Requirements: Render the listing below as a JSON list of strings, with one string per line and blank lines omitted. Leave out the pictures.

____________________

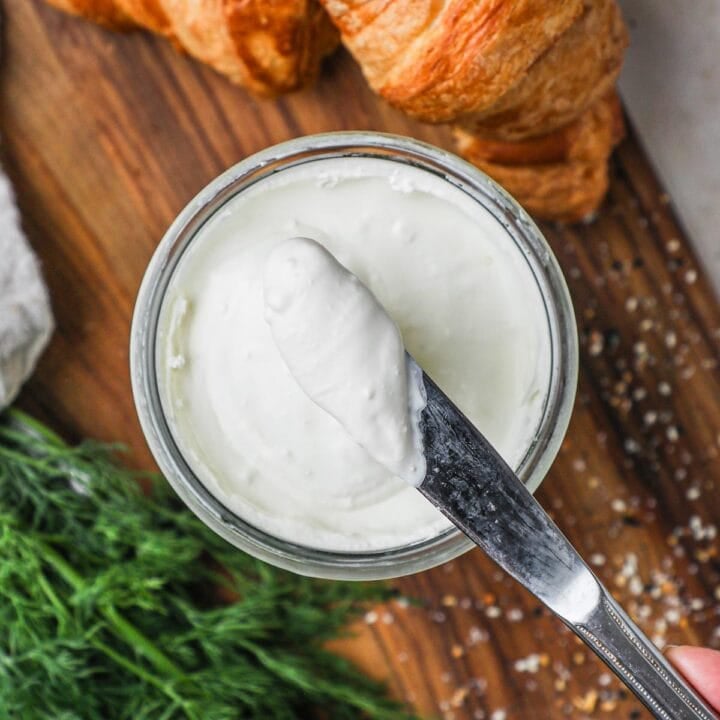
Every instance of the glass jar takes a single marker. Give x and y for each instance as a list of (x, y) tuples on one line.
[(521, 230)]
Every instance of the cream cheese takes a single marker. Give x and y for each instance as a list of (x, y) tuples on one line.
[(458, 289), (346, 353)]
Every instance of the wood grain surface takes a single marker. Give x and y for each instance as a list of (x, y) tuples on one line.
[(106, 137)]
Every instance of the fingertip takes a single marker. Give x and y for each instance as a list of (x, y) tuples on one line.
[(701, 668)]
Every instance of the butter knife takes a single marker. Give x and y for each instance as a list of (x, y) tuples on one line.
[(469, 482)]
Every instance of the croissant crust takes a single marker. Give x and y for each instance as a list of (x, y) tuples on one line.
[(268, 46)]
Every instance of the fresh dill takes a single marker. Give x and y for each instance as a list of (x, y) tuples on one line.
[(113, 604)]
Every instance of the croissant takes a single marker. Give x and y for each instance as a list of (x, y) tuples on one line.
[(562, 175), (528, 84), (267, 46)]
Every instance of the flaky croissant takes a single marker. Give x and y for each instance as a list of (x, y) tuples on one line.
[(527, 83), (562, 175), (267, 46)]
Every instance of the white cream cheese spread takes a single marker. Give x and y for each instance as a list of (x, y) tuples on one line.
[(458, 289), (346, 353)]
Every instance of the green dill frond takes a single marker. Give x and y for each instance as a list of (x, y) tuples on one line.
[(109, 604)]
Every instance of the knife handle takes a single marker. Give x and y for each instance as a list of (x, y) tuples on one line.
[(614, 637)]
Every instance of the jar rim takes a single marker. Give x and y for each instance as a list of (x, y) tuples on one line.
[(355, 565)]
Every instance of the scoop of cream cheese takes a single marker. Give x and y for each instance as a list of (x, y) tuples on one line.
[(346, 353)]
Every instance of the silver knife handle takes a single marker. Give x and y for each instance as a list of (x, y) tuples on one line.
[(469, 482), (615, 638)]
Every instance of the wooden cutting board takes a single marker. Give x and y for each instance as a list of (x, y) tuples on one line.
[(106, 137)]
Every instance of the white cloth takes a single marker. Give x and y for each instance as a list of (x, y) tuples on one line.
[(26, 321)]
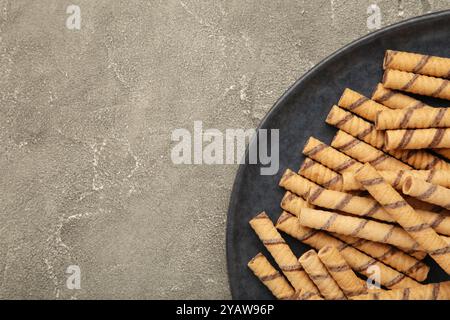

____________________

Answer below:
[
  "Every instance of the glass jar takes a single marker. Give x and y for each instance as a list of (x, y) tuples on one line.",
  "[(521, 230)]",
  "Every instance of the cream cheese takes a single marker. Give x and y for each instance as a list of (x, y) tuples on one line.",
  "[(458, 289), (346, 353)]",
  "Every instance of the wood grain surface takes a single marker. Give x and y for each instance as a list of (x, y) tuples on one line.",
  "[(106, 137)]",
  "Every instance of the fingertip takes a single marker. Give x and y for each instance as a list of (x, y) tuples on one line.",
  "[(701, 668)]",
  "Every instance of the butter knife takes a single marker. Give x and y for each instance as a list of (x, y) tuples on one line.",
  "[(469, 482)]",
  "Every instance of the croissant crust takes a single marker. Give x and y for each instance as a list of (x, y) tuples on one line.",
  "[(268, 46)]",
  "Every instance of the fresh dill takes a single marker. Give x and y for each instance as a list of (x, y) tuples on one line.",
  "[(113, 604)]",
  "Every instance of the croissant takes a single marker. Give x and y for each instance as a list of (x, y) tuples on one line.",
  "[(562, 175), (528, 84), (267, 46)]",
  "Every instance of the flaky croissant takes a single marker. Give x and y for each instance as a list of (x, y) tuples on one line.",
  "[(527, 83), (562, 175), (267, 46)]",
  "Every instance of the white cream cheese spread takes a single marker. Give x and y for each instance as a list of (x, y) tuples on one line.",
  "[(458, 289), (346, 353)]",
  "Every instance of the green dill frond takes a single marker. Give x and y for each instance as a list of (x, y) tuples on one line.",
  "[(109, 604)]",
  "Every instance of the knife handle takes a single marker. Give x and y for each instance as a list of (x, y) tuples on one line.",
  "[(614, 637)]",
  "Every instance of the jar rim takes a single marker. Give x and y for each instance as a list of (x, y) tuples on one line.",
  "[(355, 565)]",
  "Every instance of the scoop of cream cheese takes a single marker. Give x and y for each instance as a list of (x, y) tuples on one line.",
  "[(346, 353)]",
  "Every instance of the silver knife handle takes a single marker. Give x and y for each instance as a list of (x, y) tuples on one line.",
  "[(469, 482), (615, 638)]",
  "Every instance of the wooden cutting board takes a single marker. Give x and y for each instance as a list of (x, y) tuples on one line.",
  "[(106, 137)]",
  "Every instance of the white cloth takes a single marker. Give x and y for each instance as a list of (x, y) tuples on one line.",
  "[(26, 321)]"
]